## begin Data records

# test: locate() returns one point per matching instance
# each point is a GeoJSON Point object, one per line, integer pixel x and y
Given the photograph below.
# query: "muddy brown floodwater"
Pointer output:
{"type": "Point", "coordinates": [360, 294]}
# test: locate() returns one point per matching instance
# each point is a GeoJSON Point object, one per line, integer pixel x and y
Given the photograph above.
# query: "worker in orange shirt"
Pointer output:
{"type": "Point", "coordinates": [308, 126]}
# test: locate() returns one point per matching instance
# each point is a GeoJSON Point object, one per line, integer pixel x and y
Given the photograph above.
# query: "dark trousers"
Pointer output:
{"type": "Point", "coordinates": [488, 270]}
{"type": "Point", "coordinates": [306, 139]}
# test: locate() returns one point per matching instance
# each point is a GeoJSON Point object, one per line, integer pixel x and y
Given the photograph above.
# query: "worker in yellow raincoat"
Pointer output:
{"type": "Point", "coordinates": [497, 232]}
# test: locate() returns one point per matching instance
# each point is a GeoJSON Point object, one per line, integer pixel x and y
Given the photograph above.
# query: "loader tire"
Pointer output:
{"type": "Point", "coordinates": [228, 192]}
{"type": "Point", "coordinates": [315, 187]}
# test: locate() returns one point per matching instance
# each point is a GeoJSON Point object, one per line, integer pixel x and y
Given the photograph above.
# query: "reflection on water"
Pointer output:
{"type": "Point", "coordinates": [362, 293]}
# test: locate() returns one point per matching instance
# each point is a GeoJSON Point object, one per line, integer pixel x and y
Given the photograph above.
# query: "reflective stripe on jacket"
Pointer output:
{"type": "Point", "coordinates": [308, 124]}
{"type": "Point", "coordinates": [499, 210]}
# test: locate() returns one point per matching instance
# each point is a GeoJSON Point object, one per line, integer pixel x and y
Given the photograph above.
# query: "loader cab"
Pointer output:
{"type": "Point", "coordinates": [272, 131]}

## end Data records

* [Task to complete]:
Each line of the material above must be retyped precisely.

* [Final result]:
# test: locate() returns one point per matching instance
# each point is a GeoJSON Point object, one per line, integer pixel x and y
Given the photograph below.
# query: "muddy brown floodwater"
Pointer output:
{"type": "Point", "coordinates": [360, 294]}
# test: locate() returns one point per matching instance
# each point is a GeoJSON Point object, one per line, integer pixel x and y
Given the photograph above.
# query: "worker in orange shirt"
Pointer output:
{"type": "Point", "coordinates": [308, 126]}
# test: locate() returns one point per matching instance
# each point is a GeoJSON Point object, one per line, integer pixel x and y
Given the photograph above.
# query: "dark trousers"
Pointer output:
{"type": "Point", "coordinates": [488, 270]}
{"type": "Point", "coordinates": [306, 139]}
# test: locate() returns one point per matching instance
# each point is a GeoJSON Point object, one per line, integer pixel x and y
Given the photograph above.
# query: "worker in yellow raincoat"
Pointer output:
{"type": "Point", "coordinates": [497, 232]}
# test: locate() returns one point per matching instance
# each point is a GeoJSON Point object, one per line, integer pixel x and y
Given the photograph above.
# query: "loader tire"
Pointer output:
{"type": "Point", "coordinates": [228, 192]}
{"type": "Point", "coordinates": [315, 187]}
# test: locate() returns one point per matching instance
# each point is a GeoJSON Point object, one per line, integer pixel x and y
Given the photograph above.
# query: "reflection on water"
Pointer output:
{"type": "Point", "coordinates": [362, 293]}
# test: locate() returns one point per matching instance
# each point is a GeoJSON Point object, one per line, integer pixel x and y
Given the photograph above.
# query: "reflective stripe on jacket"
Pointer output:
{"type": "Point", "coordinates": [308, 124]}
{"type": "Point", "coordinates": [499, 210]}
# test: locate() returns one point per matching instance
# each point is a GeoJSON Point object, one per line, integer pixel x and y
Given the photograph above.
# query: "loader cab"
Pointer output:
{"type": "Point", "coordinates": [272, 131]}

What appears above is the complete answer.